■ **What the task asks**: The answer must be an exact printing of every record below, with the pictures omitted.

■ **Supplied data**:
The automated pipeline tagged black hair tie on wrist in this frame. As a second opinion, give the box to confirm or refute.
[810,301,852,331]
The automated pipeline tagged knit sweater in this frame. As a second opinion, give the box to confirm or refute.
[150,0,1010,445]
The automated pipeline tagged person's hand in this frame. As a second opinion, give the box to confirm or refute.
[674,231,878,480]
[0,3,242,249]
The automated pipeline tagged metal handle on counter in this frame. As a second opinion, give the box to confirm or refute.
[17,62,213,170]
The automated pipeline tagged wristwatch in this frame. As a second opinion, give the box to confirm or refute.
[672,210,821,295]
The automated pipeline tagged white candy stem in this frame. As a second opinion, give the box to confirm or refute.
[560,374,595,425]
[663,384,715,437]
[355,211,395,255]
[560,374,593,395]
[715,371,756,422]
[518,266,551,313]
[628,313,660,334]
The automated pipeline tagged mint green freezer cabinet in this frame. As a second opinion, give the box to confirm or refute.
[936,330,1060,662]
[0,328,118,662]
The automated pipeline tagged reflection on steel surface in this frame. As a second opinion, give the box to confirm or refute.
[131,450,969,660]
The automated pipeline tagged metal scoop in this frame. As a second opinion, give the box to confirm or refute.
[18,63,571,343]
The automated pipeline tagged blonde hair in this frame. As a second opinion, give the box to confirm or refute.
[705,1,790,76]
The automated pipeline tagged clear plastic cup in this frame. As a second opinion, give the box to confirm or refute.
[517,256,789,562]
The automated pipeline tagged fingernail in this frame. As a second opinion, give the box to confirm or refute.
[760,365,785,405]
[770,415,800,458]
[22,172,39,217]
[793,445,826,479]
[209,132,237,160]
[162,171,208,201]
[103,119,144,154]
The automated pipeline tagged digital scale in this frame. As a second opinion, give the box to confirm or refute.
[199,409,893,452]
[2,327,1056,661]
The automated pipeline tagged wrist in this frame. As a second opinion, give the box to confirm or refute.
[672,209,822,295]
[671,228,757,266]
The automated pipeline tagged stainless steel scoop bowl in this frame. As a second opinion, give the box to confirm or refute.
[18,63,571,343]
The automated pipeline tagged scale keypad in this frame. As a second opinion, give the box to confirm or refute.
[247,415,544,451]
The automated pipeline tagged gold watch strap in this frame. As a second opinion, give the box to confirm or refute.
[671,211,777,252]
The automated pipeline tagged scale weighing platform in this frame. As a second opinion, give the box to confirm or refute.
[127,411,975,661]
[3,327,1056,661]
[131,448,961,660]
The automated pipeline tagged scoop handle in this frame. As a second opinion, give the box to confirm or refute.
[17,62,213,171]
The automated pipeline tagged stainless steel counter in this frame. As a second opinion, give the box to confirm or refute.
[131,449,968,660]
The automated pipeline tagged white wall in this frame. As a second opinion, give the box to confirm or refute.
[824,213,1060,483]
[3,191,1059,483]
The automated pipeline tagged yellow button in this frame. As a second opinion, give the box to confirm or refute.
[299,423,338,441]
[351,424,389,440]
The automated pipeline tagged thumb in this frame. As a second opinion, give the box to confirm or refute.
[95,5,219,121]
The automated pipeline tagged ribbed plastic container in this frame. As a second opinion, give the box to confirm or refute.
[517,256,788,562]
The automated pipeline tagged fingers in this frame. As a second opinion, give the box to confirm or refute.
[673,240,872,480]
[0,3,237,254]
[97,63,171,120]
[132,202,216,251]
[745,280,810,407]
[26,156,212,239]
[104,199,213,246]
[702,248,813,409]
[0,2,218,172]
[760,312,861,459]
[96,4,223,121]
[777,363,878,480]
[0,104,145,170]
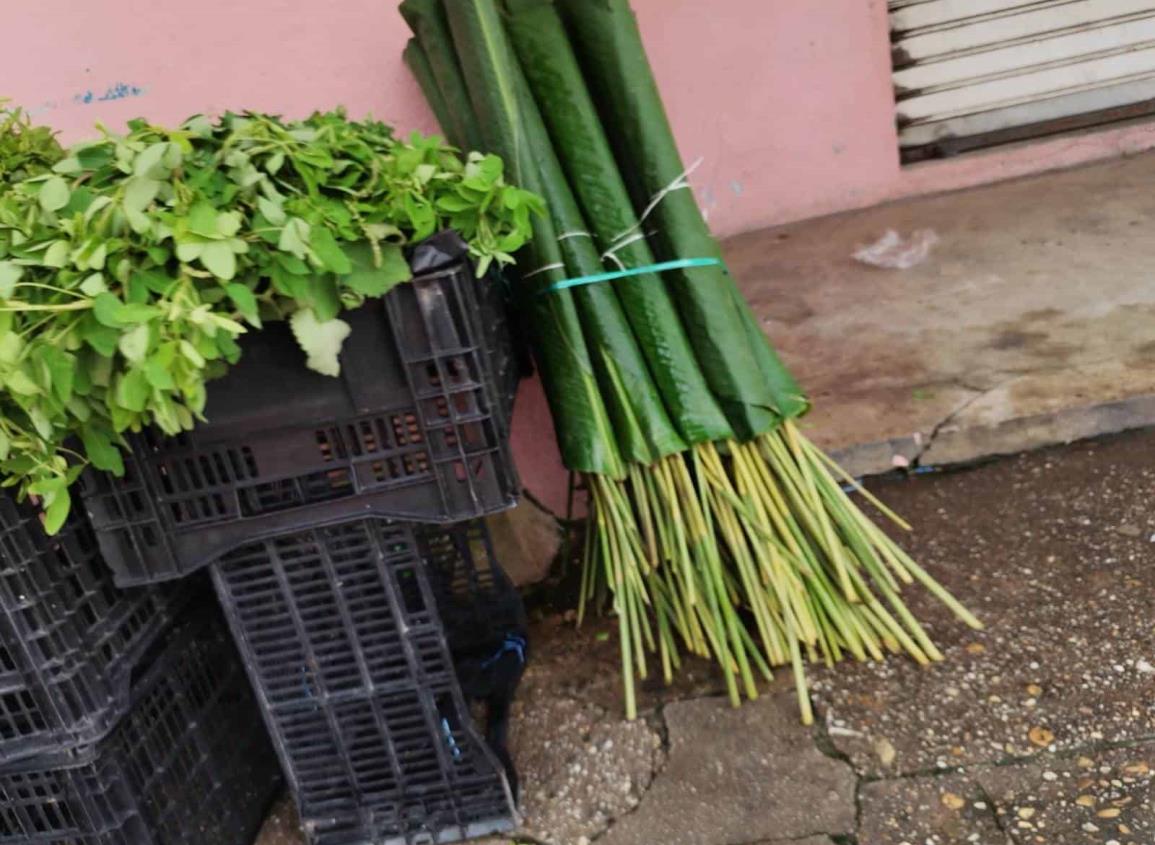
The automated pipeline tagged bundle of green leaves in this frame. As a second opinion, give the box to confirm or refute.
[0,108,541,529]
[0,103,64,189]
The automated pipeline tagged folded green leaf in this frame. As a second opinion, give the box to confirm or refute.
[38,176,70,212]
[5,369,39,396]
[0,262,22,298]
[200,241,237,280]
[400,0,485,151]
[257,196,286,225]
[80,422,125,475]
[123,177,159,215]
[133,142,170,179]
[117,324,150,364]
[290,308,351,377]
[37,346,74,403]
[225,283,260,325]
[506,0,732,445]
[311,226,353,274]
[445,0,624,477]
[79,272,107,296]
[114,368,150,412]
[341,242,411,297]
[43,491,70,535]
[278,218,311,260]
[42,241,69,268]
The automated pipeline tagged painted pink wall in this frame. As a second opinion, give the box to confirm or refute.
[3,0,439,143]
[8,0,1155,513]
[635,0,1155,235]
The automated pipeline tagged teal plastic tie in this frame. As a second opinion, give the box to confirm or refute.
[542,257,723,294]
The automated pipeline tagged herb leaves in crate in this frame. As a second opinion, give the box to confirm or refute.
[0,108,540,529]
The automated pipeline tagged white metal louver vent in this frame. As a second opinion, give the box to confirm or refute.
[892,0,1155,160]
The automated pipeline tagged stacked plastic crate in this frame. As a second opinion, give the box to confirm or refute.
[0,495,282,844]
[79,232,527,845]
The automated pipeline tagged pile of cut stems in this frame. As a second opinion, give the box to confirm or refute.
[401,0,982,722]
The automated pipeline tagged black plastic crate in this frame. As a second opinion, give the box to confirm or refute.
[211,518,516,845]
[418,522,526,658]
[474,270,521,432]
[0,494,187,765]
[419,522,527,801]
[81,232,520,587]
[0,603,282,844]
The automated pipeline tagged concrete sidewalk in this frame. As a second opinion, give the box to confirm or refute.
[257,427,1155,845]
[724,150,1155,478]
[507,429,1155,845]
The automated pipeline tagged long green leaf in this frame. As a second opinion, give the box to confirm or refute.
[444,0,623,478]
[401,39,458,147]
[556,0,809,432]
[504,0,733,447]
[509,70,685,464]
[400,0,484,152]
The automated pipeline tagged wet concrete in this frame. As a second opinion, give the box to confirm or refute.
[811,432,1155,780]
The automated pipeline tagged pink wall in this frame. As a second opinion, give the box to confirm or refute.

■ **Result of this task**:
The automated pipeline tagged black hair tie on wrist in this frame. As a second opinion, give the box to confirm or refute.
[810,301,852,331]
The automated pipeline tagged knit sweater in this frame. As a second opinion, give the box to confirm or refute.
[150,0,1010,445]
The automated pipeline tagged person's hand in this frame. As a second opinion, give the box to confirm or refute.
[674,231,878,480]
[0,3,242,249]
The automated pipeline tagged metal handle on counter in this frame. As a second opinion, give the box to confirm or refute.
[17,62,213,170]
The automated pipeline tagged wristwatch in this frame. As a second opinion, give the box to confirm or refute.
[672,210,821,295]
The automated pipeline tagged white candy stem in this frame. As a second opinion, give the box to confirm or refute.
[560,374,595,425]
[663,384,715,437]
[355,211,395,255]
[560,374,593,395]
[715,371,756,422]
[518,266,551,313]
[628,313,660,334]
The automated pipeline tagged mint green freezer cabinet in this frame. As a second opinion, give the box to confirm or refute.
[936,330,1060,662]
[0,328,118,662]
The automated pipeline tagged reflection on steel surface in this frame. As a second opinion, give the box to confirm or refute.
[131,450,969,660]
The automated pipeline tagged metal scoop in this frame. As a second opinion, give the box to confirm or refute.
[18,63,571,343]
The automated pipeline tagged blonde hair in this frame. As a second opinion, give the box to confirm or refute.
[705,1,790,76]
The automated pipeline tagged clear plastic cup in this frame. As a second opinion, give the box to confirm or refute.
[517,256,789,562]
The automated pipeline tagged fingernail in this frame. As a second opinion, give the box to confirm or refute.
[760,365,785,405]
[770,415,800,458]
[22,172,39,217]
[793,445,826,479]
[209,132,237,160]
[162,171,208,201]
[103,119,144,154]
The automated pipeline tagged digital scale in this frame. As a second opinion, give the box to confirm or refute.
[199,409,893,452]
[2,327,1056,661]
The automated pipeline tagged wrist in this frame. As a second opinion, give the box to confirm or refute.
[672,209,822,295]
[671,228,757,266]
The automated pipeline tagged stainless steel scoop bowl in this frame. As a second opinion, give the box to confirm or refute.
[18,63,571,343]
The automated pipeline tagged scale keypad in this frame. As a second opinion, give the box to confirm or refute.
[247,415,544,451]
The automated pipeline tagged gold watch strap in this frame. As a second opinion, give the box to confirm or refute.
[671,211,777,252]
The automated pipeline tagged scale weighing platform in this frame. As a second opinion, give the box to confirm or refute.
[127,411,975,661]
[3,327,1056,661]
[131,448,961,660]
The automated pipeline tagged scoop handle in this frame. As a second opinion, give the box to confirm or refute.
[17,62,213,171]
The automated pipeline tagged stainless steel counter in this frame. As a second opinion, give the box to confirm or refute.
[131,449,968,660]
The automated pipeline tagged white wall in this frame. As a second opinion, give the box to confirm or refute.
[824,213,1060,483]
[3,191,1059,483]
The automated pipeline tagged yellow button in this frame. As a second opinion, give the box to confirm or refute.
[299,423,338,441]
[351,424,389,440]
The automated pipeline tagged thumb in this frame. As a second opinion, give the box to confirm or refute.
[95,5,219,121]
The automated pipeline tagged ribbed plastic container in this frame. As a second opinion, give the box to confirm or refute.
[517,256,788,562]
The automated pipeline tagged fingers in this frame. As a second opinion, give the box to confirm or refute.
[673,240,872,480]
[0,3,237,254]
[97,63,171,120]
[132,202,216,251]
[745,280,810,407]
[26,156,212,239]
[104,199,213,246]
[702,248,813,409]
[0,2,218,172]
[760,312,861,459]
[96,4,223,121]
[777,363,878,480]
[0,104,145,170]
The automated pipeline tagged bundle of green leaves in this frame. As a second opinion, give the box to confirm or refute.
[0,108,541,529]
[0,103,64,189]
The automated pipeline tagged folded green leaf in this frame. As a second opinion, give the box to confirm or refute.
[38,176,70,212]
[5,369,39,396]
[0,262,22,298]
[200,241,237,280]
[400,0,485,151]
[257,196,286,225]
[80,422,125,475]
[123,177,159,215]
[133,142,170,179]
[117,324,150,364]
[290,308,351,377]
[37,346,74,403]
[225,283,260,325]
[506,0,732,445]
[311,226,353,274]
[445,0,624,477]
[79,272,107,296]
[114,368,150,412]
[341,242,411,297]
[43,491,70,535]
[278,218,311,260]
[42,241,69,268]
The automated pipeline tagged painted pink wall in this frame. As a second opinion, give the box to confirm or refute.
[3,0,439,143]
[8,0,1155,513]
[635,0,1155,235]
The automated pipeline tagged teal plastic tie in this frame. As a second opinion, give the box to confirm or refute.
[542,257,723,294]
The automated pipeline tagged herb leaves in crate in this frame. As a second opinion, give the box to confirm or refute.
[0,108,540,529]
The automated pipeline tagged white metal louver vent in this frame. As a second opinion, give the box to confirm or refute.
[892,0,1155,160]
The automated pipeline tagged stacked plastic crate in this frame. As a second opinion, give the box to confirm or refute.
[0,495,282,844]
[79,232,527,845]
The automated pipeline tagged pile of cut stems in this frame. As a second opinion, give the box to confirm or refute.
[401,0,982,722]
The automated pipeline tagged black plastic crate in this frame. As a second opinion, give the box to confirm or refute.
[211,518,516,845]
[418,522,526,658]
[474,270,521,432]
[0,494,187,765]
[419,522,527,801]
[81,232,520,587]
[0,603,282,844]
The automated pipeline tagged concrete sidewalk in this frame. As a second opinion, give the box to confirm or refute.
[257,427,1155,845]
[724,150,1155,478]
[507,429,1155,845]
The automated pipeline tagged long green leaf in this frame. As a second opinion, give the box to confirm or refute.
[444,0,623,478]
[401,39,458,147]
[556,0,809,432]
[504,0,733,447]
[509,70,685,464]
[400,0,484,152]
The automated pipeline tagged wet concrete in this frame. As a second opinion, give the box to confirm or refute.
[811,432,1155,780]
The automated pipeline tagged pink wall in this frame. As a second opinion, give the box to confirm or refute.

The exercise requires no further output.